Labeled-object pointing entries
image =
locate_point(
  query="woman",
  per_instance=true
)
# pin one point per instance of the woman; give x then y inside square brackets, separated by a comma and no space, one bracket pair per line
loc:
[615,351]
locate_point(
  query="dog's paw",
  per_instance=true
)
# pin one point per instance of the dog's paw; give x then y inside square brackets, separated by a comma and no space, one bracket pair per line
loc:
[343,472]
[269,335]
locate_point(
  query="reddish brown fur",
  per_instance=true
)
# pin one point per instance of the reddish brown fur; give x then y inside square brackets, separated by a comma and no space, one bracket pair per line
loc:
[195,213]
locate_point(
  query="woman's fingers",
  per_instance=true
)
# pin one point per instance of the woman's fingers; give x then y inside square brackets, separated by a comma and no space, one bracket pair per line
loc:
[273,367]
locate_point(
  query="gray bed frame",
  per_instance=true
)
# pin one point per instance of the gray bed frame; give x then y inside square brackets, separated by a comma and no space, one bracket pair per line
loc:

#### Written task
Print again each line of the listing above, exactly as it appears.

#### Complete output
image =
locate_point(
  query="woman",
  per_instance=true
)
# pin one point per instance of the woman; give x then y inside square brackets, separated by a comma and no space, one bracket pair per line
loc:
[615,351]
locate_point(
  query="dog's paw",
  per_instance=true
)
# pin one point per instance of the dog's paw; give x then y inside square brackets, separated by a comma and no space, one bracket pair per line
loc:
[343,472]
[269,335]
locate_point(
  query="reddish brown fur",
  per_instance=true
)
# pin one point per instance of the reddish brown fur; give x then y inside square brackets, separated by a comma and no space, one bracket pair per line
loc:
[195,213]
locate_point(
  query="woman's fingers",
  per_instance=true
)
# pin one point per instance of the woman's fingers; give x then y inside square brackets, separated by a comma and no space, one bracket pair per line
loc:
[273,367]
locate_point(
  query="gray bed frame",
  per_instance=true
)
# pin one point per instance of the gray bed frame; give x then y inside square brackets, separated by a comma and no space, one bracket pair per line
loc:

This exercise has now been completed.